-- EXERCISE BRIEF --
Rewrite the book review's paragraph beginning "Over the next twenty-four hours" as a short bulleted list that keeps its main facts.

-- SELECTION --
* START *

Thursday, 8 December 2016

Book Review: The Storms by Mike Trueman


In August 1979 twenty-seven-year-old Mike Trueman set sail from the south-west coast of Wales, en route to Cornwall. The young army helicopter pilot was helping to move his friend’s yacht from Northern Ireland to the south coast of England. But as they sailed out into the Irish Sea, the sky turned progressively darker and the winds gathered pace.

Over the next twenty-four hours the two young sailors battled to survive force-10 gales in what became known as the Fastnet disaster and which claimed the lives of fifteen sailors off the coast of Ireland. Almost seventeen years later, Trueman was at Camp 2 at 6,400 metres on Mount Everest as the May 1996 tragedy unfolded high above him. As stricken guides, clients and Sherpas tried to survive the fierce storms which engulfed the upper mountain, Trueman was able to descend and – using his twenty-four years of experience as an officer in the British Army – coordinate the rescue effort from Base Camp.

The Storms is the remarkable memoir of a British Army Gurkha officer. Trueman, a veteran of twenty expeditions to the Himalaya, gives a candid account of life inside expeditions to the highest mountain in the world. He gives a unique personal perspective on the 1996 Everest storm, as well as on the fateful day in May 1999 when Briton Mike Matthews disappeared high on the mountain after he and Trueman had summited.


My Review: 
This was another good book about the 1996 Everest disaster from the viewpoint of Mike who was part of Mal Duff's expedition, spending some time with a Yugoslav team and the South Africans. He had previously given an opinion that Ian Woodall was not right for an expedition leader years before based on alleged lying about his experience on mountains and in the army.

Mike backs up what Ian Woodall said about the behaviour of South African team doctor Charlotte Fox, who was fired from the team, and backs up claims made in two books about her climbing illegally on the mountain without a permit. Mike says she went down the mountain ignoring a sick climber needing help, knowing she would be in trouble if she helped him as she was not meant to be there. Angry climbers reported her and she was kicked out of base camp. He does not agree with Ian's assertion that Deshun was on the climbing permit, indicating that Ian's father was on it instead. Not seeing the permit myself, I can't comment on it.

* END *

-- Point labeling examples --

* START *

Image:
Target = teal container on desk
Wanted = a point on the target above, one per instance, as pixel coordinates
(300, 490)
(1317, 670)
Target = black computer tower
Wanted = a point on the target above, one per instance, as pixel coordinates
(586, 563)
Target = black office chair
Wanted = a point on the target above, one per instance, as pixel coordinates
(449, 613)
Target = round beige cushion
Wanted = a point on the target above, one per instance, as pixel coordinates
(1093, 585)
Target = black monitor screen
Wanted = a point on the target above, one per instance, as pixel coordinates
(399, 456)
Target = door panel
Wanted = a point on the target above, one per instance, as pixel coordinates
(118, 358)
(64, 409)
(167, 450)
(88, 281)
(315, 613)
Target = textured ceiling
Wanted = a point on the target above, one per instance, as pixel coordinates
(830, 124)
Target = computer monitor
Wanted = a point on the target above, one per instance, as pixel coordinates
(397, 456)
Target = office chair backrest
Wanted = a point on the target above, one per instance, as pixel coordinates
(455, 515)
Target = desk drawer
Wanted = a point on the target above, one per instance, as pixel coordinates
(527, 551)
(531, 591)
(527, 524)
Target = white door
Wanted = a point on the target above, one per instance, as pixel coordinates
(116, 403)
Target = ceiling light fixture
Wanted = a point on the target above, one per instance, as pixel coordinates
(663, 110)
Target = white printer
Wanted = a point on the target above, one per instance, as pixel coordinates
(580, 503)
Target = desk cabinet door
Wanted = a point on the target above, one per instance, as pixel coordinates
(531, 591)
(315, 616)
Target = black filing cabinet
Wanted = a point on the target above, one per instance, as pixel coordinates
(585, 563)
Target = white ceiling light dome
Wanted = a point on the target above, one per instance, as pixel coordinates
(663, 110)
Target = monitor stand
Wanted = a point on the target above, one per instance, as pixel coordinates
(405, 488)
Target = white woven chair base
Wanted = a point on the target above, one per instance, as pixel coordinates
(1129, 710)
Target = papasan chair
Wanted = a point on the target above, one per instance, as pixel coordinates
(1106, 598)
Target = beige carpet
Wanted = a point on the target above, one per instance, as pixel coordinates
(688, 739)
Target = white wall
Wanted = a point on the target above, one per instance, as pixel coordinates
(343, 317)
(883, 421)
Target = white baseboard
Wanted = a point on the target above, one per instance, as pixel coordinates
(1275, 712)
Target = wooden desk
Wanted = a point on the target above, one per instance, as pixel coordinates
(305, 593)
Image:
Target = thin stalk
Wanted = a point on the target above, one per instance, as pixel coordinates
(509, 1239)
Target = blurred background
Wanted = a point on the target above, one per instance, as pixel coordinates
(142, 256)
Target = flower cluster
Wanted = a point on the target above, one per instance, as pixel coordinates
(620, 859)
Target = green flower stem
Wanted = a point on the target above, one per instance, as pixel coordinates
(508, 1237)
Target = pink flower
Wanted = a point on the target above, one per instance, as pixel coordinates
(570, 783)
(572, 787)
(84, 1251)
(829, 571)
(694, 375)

* END *

-- SOLVED PROBLEM --
- For twenty-four hours, the two young sailors fought to survive force-10 gales in what became known as the Fastnet disaster, which killed fifteen sailors off the coast of Ireland.
- Almost seventeen years later, Trueman was at Camp 2, at 6,400 meters on Mount Everest, as the May 1996 tragedy unfolded above him.
- While guides, clients and Sherpas tried to survive fierce storms on the upper mountain, he descended and coordinated the rescue from Base Camp, drawing on twenty-four years as a British Army officer.